GIVEN PASSAGE:
- - - - -
When you wear a tampon, do you actually know what you’re putting in your body? Let’s look at the label of a tampon box that I have: it vaguely says rayon and cotton. That’s all. We don’t know how much of each of those is in the tampon, what type of sterilization or processing the tampon went through, or anything else. So maybe it’s time we take a look at all-natural cotton tampons, those labeled “organic” or some other alternative menstrual products. But first, let’s investigate some things that makes drugstore tampons sketchy.
Are you aware that your vagina has a very delicate ecosystem? It has a very specific pH level that is good, and anything from taking too many antibiotics to taking hormonal birth control pills can disturb that. A pH imbalance can result in anything from a short yeast infection to something much more serious. Why risk something along these lines when one of the easiest ways to decrease your chance of getting a yeast infection is just knowing what you put in your vagina? Also, you don’t put things into your mouth without knowing where they’re from, so why would you do that with something arguably more delicate?
Rayon and Cotton
Let me tell you exactly what I know about rayon and cotton.
Rayon is a synthetic material. That means that it has to be processed to become the material it is – it’s in the definition of the material. The material in your tampon has been put through some sort of factory and came out on the other side as rayon; in our case, it’s in the form of a tampon. Rayon can imitate a lot of different types of fabrics, but in tampons it most closely resembles cotton. It’s also almost always dyed, and I can assure you that it’s been dyed if it’s a pure white tampon.
Synthetic fabrics, especially rayon, in tampons have been connected to more cases of toxic shock syndrome (TSS) than 100% organic products. TSS is when a toxin enters the blood stream and the immune system reacts but has a hard time fighting.
I’m not, by any means, an all-organic person. I don’t usually shop for organic foods at the store, and I don’t particularly care about a lot of products that boast “organic.” I would love someone to give me facts to change my mind and tell me why it’s necessary to only use/eat things that are 100% organic. But I do believe that they have their places, especially when that place is inside your vagina, which I’ve noted above is extremely sensitive with its own balance. So if you’re going to put cotton inside of you, especially for a period of time like two to four hours, please use something natural that won’t harm your body, like the 100% organic cotton options I list below.
Fragrance is a big no-no near your vagina, but especially inside it. Like I said before, there is a delicate ecosystem inside of your vagina, and you don’t want to mess it up if you can avoid it. Tampons with fragrance are completely unnecessary and disrupt that balance. If you’re worried about fragrance issues, I suggest you try out a menstrual cup. Seriously, they’re the best and you can’t smell anything!
Believe it or not, products usually aren’t pure white on their own. How many pure white items do you see in nature other than snow (and that doesn’t even last very long)? Like I said above, any rayon in your tampons has definitely been dyed, and one of the most common ways to dye rayon white is chlorine. Chlorine can be useful when used in small amounts – it helps clean a lot of the water on Earth so that we can be assured of clean water. But…
Many of our pure white products, like tampons, have been soaked in chlorine for long periods of time to get rid of impurities and become white. But that much chlorine is actually damaging to our bodies, especially when we put them into a place where the pH levels are extremely delicate.
- - - - -
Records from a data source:
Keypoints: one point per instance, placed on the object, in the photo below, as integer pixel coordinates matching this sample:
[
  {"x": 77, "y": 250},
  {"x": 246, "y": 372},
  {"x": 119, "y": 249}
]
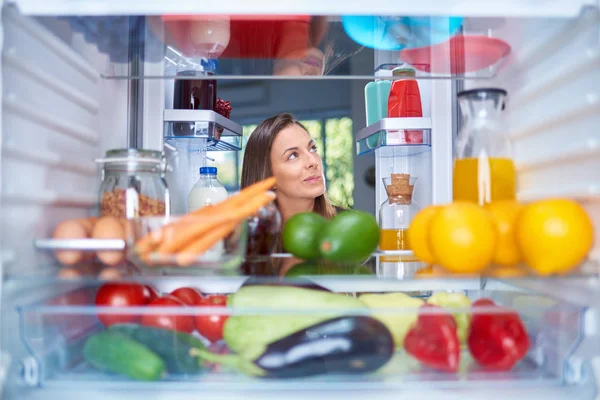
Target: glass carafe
[
  {"x": 396, "y": 212},
  {"x": 483, "y": 167}
]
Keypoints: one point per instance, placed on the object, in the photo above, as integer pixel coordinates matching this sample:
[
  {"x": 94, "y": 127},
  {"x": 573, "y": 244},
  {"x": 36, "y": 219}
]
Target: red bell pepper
[
  {"x": 433, "y": 340},
  {"x": 497, "y": 340}
]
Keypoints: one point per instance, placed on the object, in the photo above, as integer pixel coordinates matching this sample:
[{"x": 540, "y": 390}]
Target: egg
[
  {"x": 70, "y": 229},
  {"x": 110, "y": 274},
  {"x": 109, "y": 228}
]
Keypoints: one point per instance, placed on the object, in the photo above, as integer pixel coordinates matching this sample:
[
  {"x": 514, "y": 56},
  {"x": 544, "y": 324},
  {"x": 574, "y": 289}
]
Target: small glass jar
[
  {"x": 133, "y": 184},
  {"x": 396, "y": 212}
]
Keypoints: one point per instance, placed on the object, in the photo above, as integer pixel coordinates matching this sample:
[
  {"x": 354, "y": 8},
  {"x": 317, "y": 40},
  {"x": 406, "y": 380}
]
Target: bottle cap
[
  {"x": 402, "y": 71},
  {"x": 208, "y": 170}
]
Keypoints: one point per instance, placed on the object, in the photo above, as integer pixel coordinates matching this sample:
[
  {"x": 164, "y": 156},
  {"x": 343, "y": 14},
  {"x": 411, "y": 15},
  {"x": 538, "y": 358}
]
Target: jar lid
[
  {"x": 131, "y": 155},
  {"x": 208, "y": 170}
]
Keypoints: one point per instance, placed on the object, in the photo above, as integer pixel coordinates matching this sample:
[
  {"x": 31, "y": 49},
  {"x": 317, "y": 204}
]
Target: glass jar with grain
[{"x": 133, "y": 184}]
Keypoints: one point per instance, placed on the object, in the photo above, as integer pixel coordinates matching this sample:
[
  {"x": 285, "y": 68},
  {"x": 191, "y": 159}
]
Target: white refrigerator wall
[
  {"x": 58, "y": 115},
  {"x": 553, "y": 108}
]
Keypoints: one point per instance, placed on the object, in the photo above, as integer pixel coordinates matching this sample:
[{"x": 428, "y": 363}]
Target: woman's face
[{"x": 296, "y": 165}]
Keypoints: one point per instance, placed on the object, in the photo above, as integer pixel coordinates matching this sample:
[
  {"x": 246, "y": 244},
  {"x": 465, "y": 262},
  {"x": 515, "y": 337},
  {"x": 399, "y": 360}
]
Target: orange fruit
[
  {"x": 504, "y": 213},
  {"x": 554, "y": 235},
  {"x": 418, "y": 234},
  {"x": 462, "y": 238}
]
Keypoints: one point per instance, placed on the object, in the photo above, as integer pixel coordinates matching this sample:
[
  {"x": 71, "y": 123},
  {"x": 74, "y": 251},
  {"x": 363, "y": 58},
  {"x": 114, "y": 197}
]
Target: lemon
[
  {"x": 418, "y": 234},
  {"x": 462, "y": 238},
  {"x": 554, "y": 235},
  {"x": 504, "y": 214}
]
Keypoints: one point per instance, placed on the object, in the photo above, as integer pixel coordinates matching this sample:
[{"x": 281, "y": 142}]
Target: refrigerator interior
[{"x": 67, "y": 98}]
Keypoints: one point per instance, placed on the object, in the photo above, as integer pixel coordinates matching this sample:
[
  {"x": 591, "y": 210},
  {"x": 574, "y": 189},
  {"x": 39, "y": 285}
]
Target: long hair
[
  {"x": 257, "y": 162},
  {"x": 257, "y": 157}
]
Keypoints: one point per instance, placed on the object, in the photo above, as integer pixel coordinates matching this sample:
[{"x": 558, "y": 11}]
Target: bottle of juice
[
  {"x": 483, "y": 168},
  {"x": 404, "y": 101}
]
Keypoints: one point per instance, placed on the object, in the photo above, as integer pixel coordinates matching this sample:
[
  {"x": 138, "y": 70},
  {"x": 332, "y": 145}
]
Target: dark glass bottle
[{"x": 193, "y": 94}]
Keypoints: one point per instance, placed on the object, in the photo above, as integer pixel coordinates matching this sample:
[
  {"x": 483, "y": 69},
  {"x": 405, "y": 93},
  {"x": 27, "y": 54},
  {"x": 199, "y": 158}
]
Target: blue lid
[{"x": 208, "y": 170}]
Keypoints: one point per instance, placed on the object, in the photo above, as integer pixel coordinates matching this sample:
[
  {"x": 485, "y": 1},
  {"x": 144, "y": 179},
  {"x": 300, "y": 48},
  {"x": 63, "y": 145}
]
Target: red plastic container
[{"x": 405, "y": 101}]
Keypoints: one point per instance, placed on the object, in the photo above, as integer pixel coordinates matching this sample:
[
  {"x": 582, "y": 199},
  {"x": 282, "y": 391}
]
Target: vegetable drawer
[{"x": 286, "y": 336}]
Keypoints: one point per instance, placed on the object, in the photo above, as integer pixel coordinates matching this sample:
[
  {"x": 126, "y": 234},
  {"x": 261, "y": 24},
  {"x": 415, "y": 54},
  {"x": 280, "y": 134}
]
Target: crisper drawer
[{"x": 290, "y": 338}]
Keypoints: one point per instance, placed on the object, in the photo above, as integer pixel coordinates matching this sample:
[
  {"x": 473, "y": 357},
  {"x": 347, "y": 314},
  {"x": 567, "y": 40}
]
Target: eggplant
[
  {"x": 289, "y": 282},
  {"x": 348, "y": 345}
]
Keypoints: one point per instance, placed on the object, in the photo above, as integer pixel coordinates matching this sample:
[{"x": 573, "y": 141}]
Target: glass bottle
[
  {"x": 396, "y": 212},
  {"x": 483, "y": 167},
  {"x": 208, "y": 190},
  {"x": 133, "y": 184},
  {"x": 193, "y": 94}
]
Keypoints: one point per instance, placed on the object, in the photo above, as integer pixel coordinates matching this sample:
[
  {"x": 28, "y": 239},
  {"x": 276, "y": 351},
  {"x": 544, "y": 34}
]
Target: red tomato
[
  {"x": 121, "y": 295},
  {"x": 189, "y": 296},
  {"x": 153, "y": 294},
  {"x": 211, "y": 326},
  {"x": 169, "y": 320}
]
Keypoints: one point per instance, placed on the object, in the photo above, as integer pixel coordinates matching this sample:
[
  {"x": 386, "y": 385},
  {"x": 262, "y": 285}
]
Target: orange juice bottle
[{"x": 483, "y": 168}]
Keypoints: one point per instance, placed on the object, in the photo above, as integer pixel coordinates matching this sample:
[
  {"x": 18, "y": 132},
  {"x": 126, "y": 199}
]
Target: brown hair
[{"x": 257, "y": 157}]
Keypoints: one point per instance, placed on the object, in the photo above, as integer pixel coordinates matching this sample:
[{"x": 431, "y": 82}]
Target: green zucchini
[
  {"x": 173, "y": 347},
  {"x": 118, "y": 353}
]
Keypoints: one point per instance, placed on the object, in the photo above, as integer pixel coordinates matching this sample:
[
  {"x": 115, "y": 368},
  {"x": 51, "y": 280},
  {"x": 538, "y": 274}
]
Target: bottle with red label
[{"x": 404, "y": 101}]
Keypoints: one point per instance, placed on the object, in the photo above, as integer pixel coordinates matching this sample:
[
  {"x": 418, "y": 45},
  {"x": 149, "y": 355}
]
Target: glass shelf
[
  {"x": 412, "y": 135},
  {"x": 201, "y": 130},
  {"x": 301, "y": 46}
]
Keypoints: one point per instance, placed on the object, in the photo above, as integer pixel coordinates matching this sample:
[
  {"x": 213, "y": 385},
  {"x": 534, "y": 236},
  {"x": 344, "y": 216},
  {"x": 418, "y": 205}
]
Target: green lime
[
  {"x": 301, "y": 235},
  {"x": 351, "y": 236}
]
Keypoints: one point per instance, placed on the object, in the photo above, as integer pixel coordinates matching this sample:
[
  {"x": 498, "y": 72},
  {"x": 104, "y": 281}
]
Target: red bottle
[{"x": 405, "y": 101}]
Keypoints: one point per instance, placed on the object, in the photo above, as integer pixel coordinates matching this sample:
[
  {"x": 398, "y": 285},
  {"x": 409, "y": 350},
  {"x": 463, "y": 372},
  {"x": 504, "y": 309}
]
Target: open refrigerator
[{"x": 82, "y": 77}]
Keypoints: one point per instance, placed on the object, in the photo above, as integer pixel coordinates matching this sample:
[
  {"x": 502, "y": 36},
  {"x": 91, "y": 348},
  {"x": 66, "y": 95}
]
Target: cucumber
[
  {"x": 173, "y": 347},
  {"x": 118, "y": 353}
]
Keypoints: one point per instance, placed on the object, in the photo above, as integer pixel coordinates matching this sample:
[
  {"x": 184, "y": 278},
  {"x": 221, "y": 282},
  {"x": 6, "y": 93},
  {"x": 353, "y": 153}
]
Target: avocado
[
  {"x": 301, "y": 235},
  {"x": 351, "y": 236}
]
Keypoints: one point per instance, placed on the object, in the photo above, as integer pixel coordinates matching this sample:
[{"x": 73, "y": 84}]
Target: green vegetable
[
  {"x": 351, "y": 236},
  {"x": 398, "y": 322},
  {"x": 301, "y": 235},
  {"x": 118, "y": 353},
  {"x": 454, "y": 300},
  {"x": 248, "y": 335},
  {"x": 173, "y": 347}
]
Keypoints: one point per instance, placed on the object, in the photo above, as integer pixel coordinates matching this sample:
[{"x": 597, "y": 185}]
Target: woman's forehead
[{"x": 292, "y": 136}]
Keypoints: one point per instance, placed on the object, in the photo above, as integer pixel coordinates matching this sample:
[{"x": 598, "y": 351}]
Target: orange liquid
[
  {"x": 393, "y": 239},
  {"x": 466, "y": 183}
]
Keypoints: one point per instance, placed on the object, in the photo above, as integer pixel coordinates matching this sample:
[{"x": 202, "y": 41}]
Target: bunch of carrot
[{"x": 198, "y": 231}]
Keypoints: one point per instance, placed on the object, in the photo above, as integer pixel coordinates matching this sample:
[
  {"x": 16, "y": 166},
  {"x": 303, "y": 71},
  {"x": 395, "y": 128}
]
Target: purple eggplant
[{"x": 348, "y": 345}]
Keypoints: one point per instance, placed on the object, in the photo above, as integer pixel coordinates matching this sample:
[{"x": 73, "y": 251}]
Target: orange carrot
[
  {"x": 245, "y": 194},
  {"x": 147, "y": 243},
  {"x": 187, "y": 235},
  {"x": 188, "y": 255}
]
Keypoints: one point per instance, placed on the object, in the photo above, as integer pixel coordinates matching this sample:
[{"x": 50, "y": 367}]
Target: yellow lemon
[
  {"x": 418, "y": 234},
  {"x": 462, "y": 238},
  {"x": 554, "y": 235},
  {"x": 504, "y": 214}
]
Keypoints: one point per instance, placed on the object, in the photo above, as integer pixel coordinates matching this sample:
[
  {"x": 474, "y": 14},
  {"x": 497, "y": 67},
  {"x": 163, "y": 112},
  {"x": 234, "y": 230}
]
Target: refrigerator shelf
[
  {"x": 397, "y": 133},
  {"x": 54, "y": 331},
  {"x": 201, "y": 130}
]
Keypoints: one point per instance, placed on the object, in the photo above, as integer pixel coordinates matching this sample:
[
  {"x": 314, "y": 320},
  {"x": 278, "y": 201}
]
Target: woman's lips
[{"x": 312, "y": 179}]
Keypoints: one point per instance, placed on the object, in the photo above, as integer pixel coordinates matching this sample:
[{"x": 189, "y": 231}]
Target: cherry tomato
[
  {"x": 189, "y": 296},
  {"x": 169, "y": 320},
  {"x": 153, "y": 294},
  {"x": 121, "y": 295},
  {"x": 211, "y": 326}
]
- - - - -
TASKS AND EXERCISES:
#1 In the text on tampons, what is one of the most common ways to dye rayon white?
#2 Reproduce the text on tampons word for word, starting at "Believe it or" and ending at "are extremely delicate.".
#3 Summarize the text on tampons in two sentences.

RESULTS FOR THE EXERCISE:
#1 Chlorine.

#2
Believe it or not, products usually aren’t pure white on their own. How many pure white items do you see in nature other than snow (and that doesn’t even last very long)? Like I said above, any rayon in your tampons has definitely been dyed, and one of the most common ways to dye rayon white is chlorine. Chlorine can be useful when used in small amounts – it helps clean a lot of the water on Earth so that we can be assured of clean water. But…
Many of our pure white products, like tampons, have been soaked in chlorine for long periods of time to get rid of impurities and become white. But that much chlorine is actually damaging to our bodies, especially when we put them into a place where the pH levels are extremely delicate.

#3 The vagina has a delicate ecosystem and pH level that can be disturbed, yet drugstore tampon labels say only "rayon and cotton." Rayon is a dyed synthetic linked to more toxic shock syndrome cases than 100% organic products, and fragrance and long chlorine soaks also harm the body, so 100% organic cotton tampons or a menstrual cup are suggested instead.